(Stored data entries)

___

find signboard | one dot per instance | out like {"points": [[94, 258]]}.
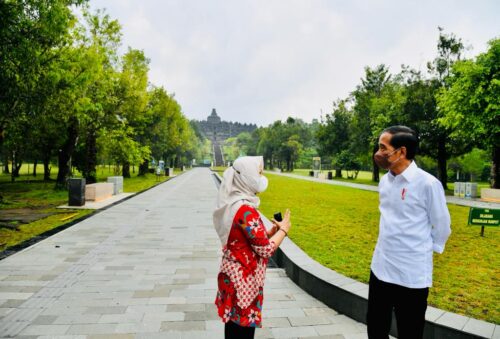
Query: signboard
{"points": [[484, 217]]}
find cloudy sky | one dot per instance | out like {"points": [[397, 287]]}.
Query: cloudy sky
{"points": [[258, 61]]}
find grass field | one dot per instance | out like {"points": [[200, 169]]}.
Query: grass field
{"points": [[338, 227], [365, 177], [32, 195]]}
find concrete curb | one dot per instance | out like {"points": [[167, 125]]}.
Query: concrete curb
{"points": [[350, 297]]}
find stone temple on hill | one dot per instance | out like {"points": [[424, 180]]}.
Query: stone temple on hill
{"points": [[217, 130]]}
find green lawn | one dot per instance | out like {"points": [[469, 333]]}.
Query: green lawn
{"points": [[365, 177], [33, 194], [338, 227]]}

___

→ **Work instruction**
Every line from the one containing "Query: grass field" through the last line above should be retyped exactly; no other lines are wanted.

→ **Solution to this exercise**
Query: grass field
{"points": [[338, 227], [365, 177], [32, 195]]}
find concrete curb | one dot per instance | out like {"points": [[167, 125]]}.
Query: concrete curb
{"points": [[350, 297]]}
find stone temple on hill | one dot per instance | out like {"points": [[424, 180]]}.
Query: stone temple on hill
{"points": [[217, 130]]}
find green lawn | one dot per instance | out like {"points": [[469, 333]]}.
Query: green lawn
{"points": [[365, 177], [33, 194], [338, 227]]}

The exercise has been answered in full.